— Start Selection —
Twitter Is Redefining “Attention”

July 13th, 2010

When the telephone was invented, The New York World condemned it in an editorial. “Of what use is such an invention?” they asked. Why would someone want to speak to someone who isn’t there? Of course, history proved that people would find many uses for it, perhaps not what Bell or The World ever could have imagined. So when I learn about new technology, I kind of want to be on the right side of history. Perhaps what it takes is to make sure the question is a question instead of a dismissal. If The World had asked, “What uses will people find for a telephone?” they may have started to see the banal and wonderful things we do with a phone.

It’s with this in mind that I approached the practice of tweeting. Instead of dismissing it with the question, “Why would anyone want Twitter?” I decided to explore with honest curiosity… “Why do people use Twitter?” Instead of a dismissive “Who cares about my tweets?” I decided to ask, “If there is someone who cares about my tweets, who is that?”

I can’t say I’ve pinned down an answer. But I’ve had some fun trying. It seems that Twitter is a game of attention. As I spend my meditation practice on a quest to understand what attention is, what it does and how to use it, I think that mindfully exploring the question of Twitter has had deep implications.
— End Selection —
— Start Data section —
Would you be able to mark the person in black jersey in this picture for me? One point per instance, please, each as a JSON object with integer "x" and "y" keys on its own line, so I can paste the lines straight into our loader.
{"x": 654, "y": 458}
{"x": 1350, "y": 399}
— End Data section —
* What to work on *
a – From the Twitter essay, return verbatim the passage that opens with the words containing "July 13th, 2010" and closes with "with a phone.".
b – List every question that the Twitter essay encloses in quotation marks.

* Full answers *
a –
July 13th, 2010

When the telephone was invented, The New York World condemned it in an editorial. “Of what use is such an invention?” they asked. Why would someone want to speak to someone who isn’t there? Of course, history proved that people would find many uses for it, perhaps not what Bell or The World ever could have imagined. So when I learn about new technology, I kind of want to be on the right side of history. Perhaps what it takes is to make sure the question is a question instead of a dismissal. If The World had asked, “What uses will people find for a telephone?” they may have started to see the banal and wonderful things we do with a phone.

b –
- "Of what use is such an invention?"
- "What uses will people find for a telephone?"
- "Why would anyone want Twitter?"
- "Why do people use Twitter?"
- "Who cares about my tweets?"
- "If there is someone who cares about my tweets, who is that?"